• What the task requires: Go through the lines below and repeat each one exactly, skipping pictures.

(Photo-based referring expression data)
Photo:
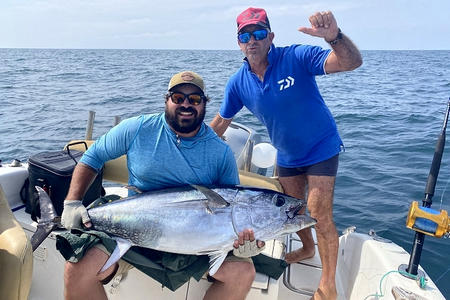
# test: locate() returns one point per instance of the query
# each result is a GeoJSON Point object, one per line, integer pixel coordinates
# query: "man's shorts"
{"type": "Point", "coordinates": [324, 168]}
{"type": "Point", "coordinates": [124, 267]}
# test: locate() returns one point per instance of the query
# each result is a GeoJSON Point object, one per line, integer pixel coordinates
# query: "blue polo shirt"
{"type": "Point", "coordinates": [158, 158]}
{"type": "Point", "coordinates": [288, 103]}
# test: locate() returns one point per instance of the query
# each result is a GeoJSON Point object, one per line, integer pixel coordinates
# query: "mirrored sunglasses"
{"type": "Point", "coordinates": [193, 98]}
{"type": "Point", "coordinates": [245, 37]}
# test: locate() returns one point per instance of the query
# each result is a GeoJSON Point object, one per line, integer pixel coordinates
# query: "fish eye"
{"type": "Point", "coordinates": [280, 201]}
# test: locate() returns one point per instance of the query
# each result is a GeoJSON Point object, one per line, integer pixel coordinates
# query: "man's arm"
{"type": "Point", "coordinates": [345, 55]}
{"type": "Point", "coordinates": [219, 124]}
{"type": "Point", "coordinates": [74, 212]}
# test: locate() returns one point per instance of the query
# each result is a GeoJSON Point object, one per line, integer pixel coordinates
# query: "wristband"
{"type": "Point", "coordinates": [336, 40]}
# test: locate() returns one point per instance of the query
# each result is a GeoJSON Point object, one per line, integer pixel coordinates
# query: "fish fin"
{"type": "Point", "coordinates": [214, 199]}
{"type": "Point", "coordinates": [216, 259]}
{"type": "Point", "coordinates": [47, 222]}
{"type": "Point", "coordinates": [120, 250]}
{"type": "Point", "coordinates": [133, 188]}
{"type": "Point", "coordinates": [48, 212]}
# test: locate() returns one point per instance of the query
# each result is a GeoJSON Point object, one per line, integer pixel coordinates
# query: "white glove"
{"type": "Point", "coordinates": [74, 214]}
{"type": "Point", "coordinates": [249, 249]}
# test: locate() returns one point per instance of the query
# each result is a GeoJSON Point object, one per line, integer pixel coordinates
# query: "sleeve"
{"type": "Point", "coordinates": [229, 174]}
{"type": "Point", "coordinates": [231, 103]}
{"type": "Point", "coordinates": [113, 144]}
{"type": "Point", "coordinates": [312, 58]}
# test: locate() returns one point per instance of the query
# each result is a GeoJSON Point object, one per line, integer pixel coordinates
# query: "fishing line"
{"type": "Point", "coordinates": [421, 281]}
{"type": "Point", "coordinates": [442, 196]}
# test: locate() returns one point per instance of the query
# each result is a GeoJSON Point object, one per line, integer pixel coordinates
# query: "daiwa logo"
{"type": "Point", "coordinates": [286, 83]}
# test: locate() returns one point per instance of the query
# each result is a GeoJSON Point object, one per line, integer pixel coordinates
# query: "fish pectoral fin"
{"type": "Point", "coordinates": [214, 199]}
{"type": "Point", "coordinates": [216, 259]}
{"type": "Point", "coordinates": [120, 250]}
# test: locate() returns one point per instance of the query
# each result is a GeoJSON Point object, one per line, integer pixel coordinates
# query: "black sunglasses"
{"type": "Point", "coordinates": [193, 98]}
{"type": "Point", "coordinates": [260, 34]}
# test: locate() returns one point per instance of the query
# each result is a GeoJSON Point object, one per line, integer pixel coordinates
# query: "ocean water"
{"type": "Point", "coordinates": [389, 113]}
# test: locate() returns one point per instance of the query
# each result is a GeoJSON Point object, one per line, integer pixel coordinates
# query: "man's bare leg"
{"type": "Point", "coordinates": [295, 186]}
{"type": "Point", "coordinates": [81, 280]}
{"type": "Point", "coordinates": [320, 205]}
{"type": "Point", "coordinates": [233, 281]}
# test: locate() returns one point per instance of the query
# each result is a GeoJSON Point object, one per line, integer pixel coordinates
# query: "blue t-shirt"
{"type": "Point", "coordinates": [158, 158]}
{"type": "Point", "coordinates": [288, 103]}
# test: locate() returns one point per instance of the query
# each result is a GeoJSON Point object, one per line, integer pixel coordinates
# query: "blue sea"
{"type": "Point", "coordinates": [389, 113]}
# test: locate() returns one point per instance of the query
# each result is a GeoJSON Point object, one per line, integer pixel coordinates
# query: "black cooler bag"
{"type": "Point", "coordinates": [53, 171]}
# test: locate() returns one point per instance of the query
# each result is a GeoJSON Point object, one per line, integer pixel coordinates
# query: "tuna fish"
{"type": "Point", "coordinates": [195, 219]}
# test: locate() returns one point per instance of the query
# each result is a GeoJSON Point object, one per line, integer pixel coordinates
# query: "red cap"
{"type": "Point", "coordinates": [253, 16]}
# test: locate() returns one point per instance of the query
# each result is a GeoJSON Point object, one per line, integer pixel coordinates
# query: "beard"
{"type": "Point", "coordinates": [185, 125]}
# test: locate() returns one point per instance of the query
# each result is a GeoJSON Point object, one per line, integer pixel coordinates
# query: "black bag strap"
{"type": "Point", "coordinates": [73, 144]}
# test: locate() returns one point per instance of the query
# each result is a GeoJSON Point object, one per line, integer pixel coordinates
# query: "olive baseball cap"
{"type": "Point", "coordinates": [187, 77]}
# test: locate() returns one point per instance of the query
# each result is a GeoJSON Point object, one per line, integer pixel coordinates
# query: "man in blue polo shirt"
{"type": "Point", "coordinates": [163, 150]}
{"type": "Point", "coordinates": [277, 84]}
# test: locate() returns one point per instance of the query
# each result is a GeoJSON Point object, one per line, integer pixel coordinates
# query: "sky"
{"type": "Point", "coordinates": [211, 24]}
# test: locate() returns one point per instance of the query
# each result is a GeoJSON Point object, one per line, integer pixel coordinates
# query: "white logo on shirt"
{"type": "Point", "coordinates": [286, 83]}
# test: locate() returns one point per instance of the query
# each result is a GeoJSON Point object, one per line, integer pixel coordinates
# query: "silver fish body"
{"type": "Point", "coordinates": [191, 221]}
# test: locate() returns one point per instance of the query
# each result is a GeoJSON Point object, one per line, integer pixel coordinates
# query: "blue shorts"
{"type": "Point", "coordinates": [324, 168]}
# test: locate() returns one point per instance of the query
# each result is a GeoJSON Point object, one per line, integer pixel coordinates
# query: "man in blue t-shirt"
{"type": "Point", "coordinates": [277, 84]}
{"type": "Point", "coordinates": [163, 150]}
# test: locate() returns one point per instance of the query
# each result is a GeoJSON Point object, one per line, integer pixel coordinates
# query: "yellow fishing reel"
{"type": "Point", "coordinates": [428, 221]}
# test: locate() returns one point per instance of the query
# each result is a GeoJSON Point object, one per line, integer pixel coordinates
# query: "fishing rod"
{"type": "Point", "coordinates": [424, 220]}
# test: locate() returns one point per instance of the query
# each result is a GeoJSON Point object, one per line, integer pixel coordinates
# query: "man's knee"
{"type": "Point", "coordinates": [237, 272]}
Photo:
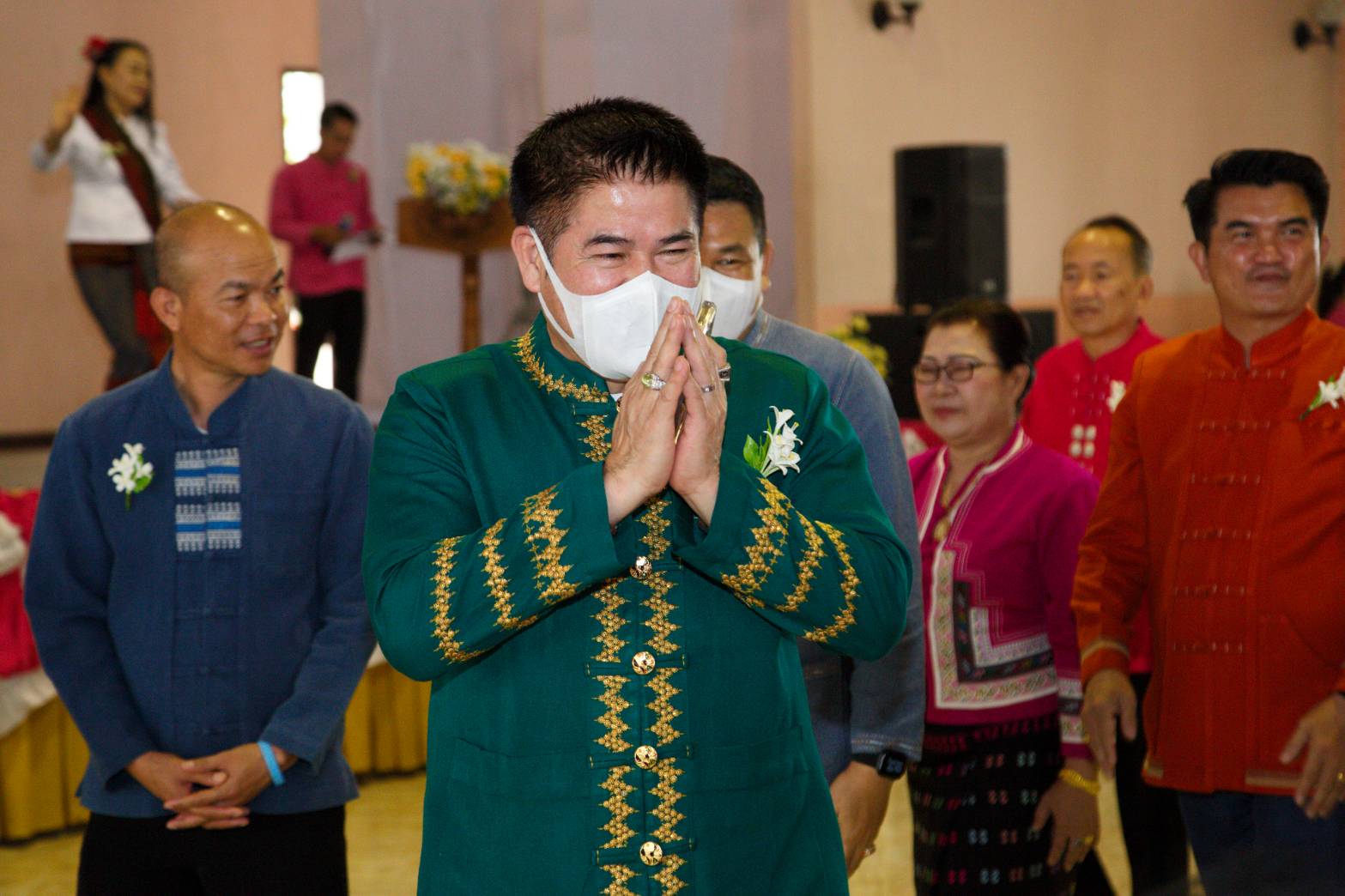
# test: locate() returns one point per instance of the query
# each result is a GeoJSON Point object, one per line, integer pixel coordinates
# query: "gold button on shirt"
{"type": "Point", "coordinates": [651, 853]}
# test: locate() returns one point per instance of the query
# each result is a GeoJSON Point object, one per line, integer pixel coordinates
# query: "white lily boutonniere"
{"type": "Point", "coordinates": [1118, 391]}
{"type": "Point", "coordinates": [775, 452]}
{"type": "Point", "coordinates": [130, 473]}
{"type": "Point", "coordinates": [1328, 393]}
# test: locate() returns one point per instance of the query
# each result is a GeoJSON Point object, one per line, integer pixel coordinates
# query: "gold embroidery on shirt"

• Exercise answer:
Photo:
# test: locate() returns one point per instance of the query
# each result is a GeoJSON Point object, one per line, integer pixel coordinates
# query: "man's shorts"
{"type": "Point", "coordinates": [324, 168]}
{"type": "Point", "coordinates": [124, 267]}
# test: locate() returns one point per instance of the query
# each result is a GeoJSON Point object, one per line, integer pixel coordinates
# query: "blue polo shirt"
{"type": "Point", "coordinates": [158, 158]}
{"type": "Point", "coordinates": [288, 103]}
# test: locate() returns one point per instance of the query
# each result is a GeoJSON Point object, one per line, integer pixel coordinates
# query: "mirrored sunglasses"
{"type": "Point", "coordinates": [193, 98]}
{"type": "Point", "coordinates": [245, 37]}
# test: locate() returns one point per instance of the query
# each result is a GeoJSON Point object, one per line, integer pixel coordinates
# query: "fish eye"
{"type": "Point", "coordinates": [280, 201]}
# test: locate() returns one point per instance of the query
# each result is a GeoJSON Point object, one per line, integer pixel coordinates
# query: "man's arm"
{"type": "Point", "coordinates": [345, 55]}
{"type": "Point", "coordinates": [219, 124]}
{"type": "Point", "coordinates": [74, 212]}
# test: locate() returns one point per instance of the query
# each result is a GeoJSON Point object, one per line, integer pixel coordinates
# query: "wristband"
{"type": "Point", "coordinates": [336, 40]}
# test: locate() returns one point per instance of the query
# each result is a GeoJSON Point object, one per line, integer pixel coordinates
# query: "fish fin"
{"type": "Point", "coordinates": [214, 199]}
{"type": "Point", "coordinates": [216, 259]}
{"type": "Point", "coordinates": [47, 222]}
{"type": "Point", "coordinates": [120, 250]}
{"type": "Point", "coordinates": [133, 188]}
{"type": "Point", "coordinates": [48, 212]}
# test: locate() returns one point per instance of the query
# each result is a GeoJSON Point object, one per line, integer pixel coordinates
# query: "white glove"
{"type": "Point", "coordinates": [74, 214]}
{"type": "Point", "coordinates": [249, 249]}
# test: locate() returns one point per instance of the query
# each result is a GeoJSON Point object, one per line, integer pixel coordinates
# query: "sleeve"
{"type": "Point", "coordinates": [229, 174]}
{"type": "Point", "coordinates": [231, 103]}
{"type": "Point", "coordinates": [113, 144]}
{"type": "Point", "coordinates": [312, 58]}
# test: locate() returns one point per instance of the query
# each result is a GeoJSON Point object, one per line, integer pixel coordinates
# query: "fishing line"
{"type": "Point", "coordinates": [421, 281]}
{"type": "Point", "coordinates": [442, 196]}
# test: locate() returns one point per instance of the query
# each result is a GeoJSON Point object, one per line, integer pixel coordinates
# query: "daiwa logo"
{"type": "Point", "coordinates": [286, 83]}
# test: locate() returns one point per instance of the query
# each result is a GeoJSON Point object, one per line, integer pixel coordinates
# query: "fish pectoral fin"
{"type": "Point", "coordinates": [214, 199]}
{"type": "Point", "coordinates": [216, 259]}
{"type": "Point", "coordinates": [120, 250]}
# test: locate() returns one point per instance of the query
# each result is a GeoJSON Point object, one per line, integer pixel coordinates
# query: "black sunglasses"
{"type": "Point", "coordinates": [193, 98]}
{"type": "Point", "coordinates": [260, 34]}
# test: locate() returns one point per instance of the query
# each result is a GeoJSON Point object, one per line, integer pixel coordinates
# query: "ocean water"
{"type": "Point", "coordinates": [389, 113]}
# test: locate() returns one point per instance of the query
# each result is a GeoJSON Point object, one per line, integer pixel coordinates
# query: "man's bare leg"
{"type": "Point", "coordinates": [295, 186]}
{"type": "Point", "coordinates": [81, 280]}
{"type": "Point", "coordinates": [320, 205]}
{"type": "Point", "coordinates": [233, 281]}
# test: locate() returns one point per instance of the query
# each result is a GeoJSON Point object, one per line, integer pixel coordinates
# query: "blue t-shirt"
{"type": "Point", "coordinates": [158, 158]}
{"type": "Point", "coordinates": [288, 103]}
# test: locate() returns one point per instance of the query
# each result is a GeoJSON Point object, one per line, integer pixel coordinates
# query: "blue sea"
{"type": "Point", "coordinates": [389, 113]}
# test: locate() returns one point per instance of the query
# each result is a GeoJSON Point object, one per line, integer pixel coordinates
# query: "black cooler bag"
{"type": "Point", "coordinates": [53, 171]}
# test: locate() returns one point per instance of the query
# each result is a GeoJSON Point object, one per line, integer pixel coordinates
# query: "tuna fish"
{"type": "Point", "coordinates": [195, 219]}
# test: locate() returns one point per instance of the query
# each result is a GeoJSON Point object, one per line, integer pixel coordinates
# query: "red cap"
{"type": "Point", "coordinates": [253, 16]}
# test: locate() returns one point per instance of the query
# each result is a GeoJSON Point object, one per line, integer pixel coordinates
# query: "beard"
{"type": "Point", "coordinates": [185, 125]}
# test: locate() returns one point per instance of the query
# each result is a GeoJSON Point object, one per line, integer pixel coordinates
# query: "black bag strap"
{"type": "Point", "coordinates": [73, 144]}
# test: locate() returns one point per instance of the query
# each result is a GeoJSON Point object, one per line, integer pixel coordinates
# query: "olive baseball cap"
{"type": "Point", "coordinates": [187, 77]}
# test: locate() returns one point per instance of the query
# each result is a GeoJSON Point object, one per line, integer pixel coordinates
# query: "man in blue polo shirt"
{"type": "Point", "coordinates": [163, 150]}
{"type": "Point", "coordinates": [277, 84]}
# test: locate() returns one point per instance of the query
# each result is a GeoJSON Point object, one per line, integer pixel coordinates
# query: "sky"
{"type": "Point", "coordinates": [211, 24]}
# test: locate() returns one point per instance of the query
# each result is a GeoJSON Point object, one per line, integer pixel coordinates
# query: "white logo on shirt"
{"type": "Point", "coordinates": [286, 83]}
# test: locate() returns one point per instance of the query
# each result is a GeoJSON Point object, one per line, integer pixel coordinates
# query: "silver fish body"
{"type": "Point", "coordinates": [191, 221]}
# test: locate() returns one point per instance of the query
# each result is a GeoJSON Point object, one per line, integer pixel coordinates
# query: "blue shorts"
{"type": "Point", "coordinates": [324, 168]}
# test: locate() returns one point per instance of the query
# each result is a GeoJSON Point object, one per line, integer pixel coordinates
# query: "man in blue t-shirt"
{"type": "Point", "coordinates": [277, 84]}
{"type": "Point", "coordinates": [163, 150]}
# test: locate() returns one point per instance of the query
# each result is a GeoJSON Point object, one per line, integer pixel coordinates
# query: "yellow fishing reel"
{"type": "Point", "coordinates": [428, 221]}
# test: locate() returns one point per instance of the query
# each result is a GeoJSON Point object, one per line, integer pixel coordinates
# query: "fishing rod"
{"type": "Point", "coordinates": [424, 220]}
# test: locate() returns one point per instance of the query
# each result is a GeoJSON Point object, one per line, integer pixel coordinates
# query: "man's knee"
{"type": "Point", "coordinates": [237, 272]}
Photo:
# test: locate() returns one point per instance of the query
# each result is a GeoJSON Point object, one per line, integer pixel coordinates
# query: "gold button on shirt"
{"type": "Point", "coordinates": [651, 853]}
# test: locate() returns one point per instance of the query
# each result is a GeoJSON Point object, one per line, integer pixel coordinates
# query: "white lily boutonniere"
{"type": "Point", "coordinates": [1118, 391]}
{"type": "Point", "coordinates": [775, 452]}
{"type": "Point", "coordinates": [130, 473]}
{"type": "Point", "coordinates": [1328, 393]}
# test: locate() returns one point per instance of the query
# each result is a GeoJSON Point object, one per line, integer pixel coordinates
# query: "gold embroidery on shirt"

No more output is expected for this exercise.